* ТЕКСТ

____________

Для этого шоу сцену также пришлось перепроектировать, потому что она была слишком тяжелой для пляжа, и нам пришлось установить массивные экраны на всей протяженности пляжа, так что каждый мог что-то увидеть. Мы также установили на два километра динамиков по всему пляжу, что создало реальные проблемы для наших звуковиков из-за задержки звука на расстоянии.
Шоу стало историческим. Никто никогда не устраивал ничего такого же грандиозного. Мировой рекорд по численности народа на пляже Копакабана принадлежит Роду Стюарту, но он играл там в канун Нового Года, а в Рио — традиция, когда каждый встречает Новый Год на пляже, так что — не в упрек Роду — там и без него был бы народ. Мы претендуем на рекорд по наибольшему количеству людей, которые пришли именно на концерт.

____________

* ЗАДАНИЕ 1
Можете дословно и целиком воспроизвести текст о концерте на пляже Копакабана?
Текст и записи — это отдельные материалы, никак не связанные друг с другом.

* ПРЕДОСТАВЛЕННЫЕ ЗАПИСИ

____________

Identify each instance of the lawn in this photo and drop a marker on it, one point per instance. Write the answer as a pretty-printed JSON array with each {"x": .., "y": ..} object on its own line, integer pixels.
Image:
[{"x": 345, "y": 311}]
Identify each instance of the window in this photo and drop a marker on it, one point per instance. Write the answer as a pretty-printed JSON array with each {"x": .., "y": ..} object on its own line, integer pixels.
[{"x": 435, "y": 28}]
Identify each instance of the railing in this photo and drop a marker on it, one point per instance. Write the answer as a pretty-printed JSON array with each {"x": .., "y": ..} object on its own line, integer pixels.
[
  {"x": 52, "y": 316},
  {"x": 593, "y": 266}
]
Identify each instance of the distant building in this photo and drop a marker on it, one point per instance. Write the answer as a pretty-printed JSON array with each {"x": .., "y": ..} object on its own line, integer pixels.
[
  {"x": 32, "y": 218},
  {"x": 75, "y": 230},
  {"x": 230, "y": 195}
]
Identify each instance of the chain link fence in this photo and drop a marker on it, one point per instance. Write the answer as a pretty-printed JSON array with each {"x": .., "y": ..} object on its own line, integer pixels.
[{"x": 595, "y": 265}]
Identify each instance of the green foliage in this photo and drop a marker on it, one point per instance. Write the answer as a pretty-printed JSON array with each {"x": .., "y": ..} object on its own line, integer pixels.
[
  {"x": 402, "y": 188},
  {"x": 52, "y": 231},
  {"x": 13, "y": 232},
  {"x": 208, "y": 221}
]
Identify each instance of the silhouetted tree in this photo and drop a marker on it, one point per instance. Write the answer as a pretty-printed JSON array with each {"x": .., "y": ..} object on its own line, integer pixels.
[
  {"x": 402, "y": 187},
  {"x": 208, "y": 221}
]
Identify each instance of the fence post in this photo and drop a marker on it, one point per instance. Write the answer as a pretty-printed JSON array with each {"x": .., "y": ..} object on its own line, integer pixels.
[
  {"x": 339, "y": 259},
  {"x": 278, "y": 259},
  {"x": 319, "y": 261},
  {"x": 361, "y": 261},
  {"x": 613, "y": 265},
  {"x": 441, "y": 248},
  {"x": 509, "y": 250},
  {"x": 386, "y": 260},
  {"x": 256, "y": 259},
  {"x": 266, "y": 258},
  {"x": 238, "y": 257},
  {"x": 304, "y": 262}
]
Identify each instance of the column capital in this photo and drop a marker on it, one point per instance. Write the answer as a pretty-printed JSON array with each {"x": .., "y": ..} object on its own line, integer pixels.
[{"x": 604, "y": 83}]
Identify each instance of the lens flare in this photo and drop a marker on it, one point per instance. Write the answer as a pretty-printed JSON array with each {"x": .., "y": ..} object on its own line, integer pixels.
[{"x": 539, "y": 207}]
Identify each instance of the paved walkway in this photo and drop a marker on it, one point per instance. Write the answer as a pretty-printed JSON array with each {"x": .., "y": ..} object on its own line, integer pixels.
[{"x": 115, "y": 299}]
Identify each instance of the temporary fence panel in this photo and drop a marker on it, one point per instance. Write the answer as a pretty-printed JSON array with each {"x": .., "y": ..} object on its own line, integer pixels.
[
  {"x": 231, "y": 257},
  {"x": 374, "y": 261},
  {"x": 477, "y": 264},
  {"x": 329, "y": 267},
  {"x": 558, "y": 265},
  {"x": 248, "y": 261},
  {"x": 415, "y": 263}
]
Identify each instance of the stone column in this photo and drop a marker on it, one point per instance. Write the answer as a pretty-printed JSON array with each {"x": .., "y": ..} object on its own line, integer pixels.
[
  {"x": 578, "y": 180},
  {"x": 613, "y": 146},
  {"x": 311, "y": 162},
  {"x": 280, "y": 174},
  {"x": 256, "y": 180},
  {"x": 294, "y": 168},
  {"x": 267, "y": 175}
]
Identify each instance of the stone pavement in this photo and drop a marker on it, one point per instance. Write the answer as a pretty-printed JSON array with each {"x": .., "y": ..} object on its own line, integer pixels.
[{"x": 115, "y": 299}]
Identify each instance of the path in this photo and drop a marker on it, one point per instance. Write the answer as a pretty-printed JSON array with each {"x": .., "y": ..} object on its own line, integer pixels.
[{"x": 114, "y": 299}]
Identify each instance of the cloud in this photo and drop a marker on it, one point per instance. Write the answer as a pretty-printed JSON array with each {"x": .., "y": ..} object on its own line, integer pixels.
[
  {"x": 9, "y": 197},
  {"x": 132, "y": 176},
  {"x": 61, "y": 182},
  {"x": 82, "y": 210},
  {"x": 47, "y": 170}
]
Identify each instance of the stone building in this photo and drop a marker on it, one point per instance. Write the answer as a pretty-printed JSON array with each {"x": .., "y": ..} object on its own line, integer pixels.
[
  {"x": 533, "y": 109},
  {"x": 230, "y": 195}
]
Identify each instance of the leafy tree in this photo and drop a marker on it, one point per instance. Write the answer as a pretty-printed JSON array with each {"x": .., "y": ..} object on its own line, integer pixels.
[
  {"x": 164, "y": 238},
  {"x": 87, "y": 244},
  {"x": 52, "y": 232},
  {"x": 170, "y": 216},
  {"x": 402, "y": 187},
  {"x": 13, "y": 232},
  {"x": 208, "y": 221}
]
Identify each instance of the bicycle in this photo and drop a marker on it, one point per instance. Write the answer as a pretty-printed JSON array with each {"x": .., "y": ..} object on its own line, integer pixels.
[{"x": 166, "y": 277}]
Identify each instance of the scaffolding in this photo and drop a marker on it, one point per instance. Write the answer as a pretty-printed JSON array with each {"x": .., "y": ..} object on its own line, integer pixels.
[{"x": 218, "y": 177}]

____________

* ЗАДАНИЕ 2
Можете обновить записи в строках от той, где стоит «Identify each instance of the path», до конца записей, заменив «drop a marker» на «place a marker»? Приведите только эти строки, больше ничего в них не меняя.

* ПРАВИЛЬНЫЙ ОТВЕТ 1
Для этого шоу сцену также пришлось перепроектировать, потому что она была слишком тяжелой для пляжа, и нам пришлось установить массивные экраны на всей протяженности пляжа, так что каждый мог что-то увидеть. Мы также установили на два километра динамиков по всему пляжу, что создало реальные проблемы для наших звуковиков из-за задержки звука на расстоянии.
Шоу стало историческим. Никто никогда не устраивал ничего такого же грандиозного. Мировой рекорд по численности народа на пляже Копакабана принадлежит Роду Стюарту, но он играл там в канун Нового Года, а в Рио — традиция, когда каждый встречает Новый Год на пляже, так что — не в упрек Роду — там и без него был бы народ. Мы претендуем на рекорд по наибольшему количеству людей, которые пришли именно на концерт.

* ПРАВИЛЬНЫЙ ОТВЕТ 2
Identify each instance of the path in this photo and place a marker on it, one point per instance. Write the answer as a pretty-printed JSON array with each {"x": .., "y": ..} object on its own line, integer pixels.
[{"x": 114, "y": 299}]
Identify each instance of the cloud in this photo and place a marker on it, one point per instance. Write the answer as a pretty-printed JSON array with each {"x": .., "y": ..} object on its own line, integer pixels.
[
  {"x": 9, "y": 197},
  {"x": 132, "y": 176},
  {"x": 61, "y": 182},
  {"x": 82, "y": 210},
  {"x": 47, "y": 170}
]
Identify each instance of the stone building in this photo and place a marker on it, one point per instance. Write the answer as a pretty-printed JSON array with each {"x": .., "y": ..} object on its own line, integer pixels.
[
  {"x": 533, "y": 109},
  {"x": 230, "y": 195}
]
Identify each instance of the leafy tree in this photo and place a marker on it, one point per instance. Write the answer as a pretty-printed JSON array with each {"x": .., "y": ..} object on its own line, integer pixels.
[
  {"x": 164, "y": 238},
  {"x": 87, "y": 244},
  {"x": 52, "y": 232},
  {"x": 170, "y": 216},
  {"x": 402, "y": 187},
  {"x": 13, "y": 232},
  {"x": 208, "y": 221}
]
Identify each instance of the bicycle in this photo and place a marker on it, one point per instance. Write the answer as a pretty-printed JSON array with each {"x": .., "y": ..} object on its own line, integer pixels.
[{"x": 166, "y": 277}]
Identify each instance of the scaffolding in this photo and place a marker on it, one point per instance. Write the answer as a pretty-printed JSON array with each {"x": .., "y": ..} object on its own line, integer pixels.
[{"x": 218, "y": 177}]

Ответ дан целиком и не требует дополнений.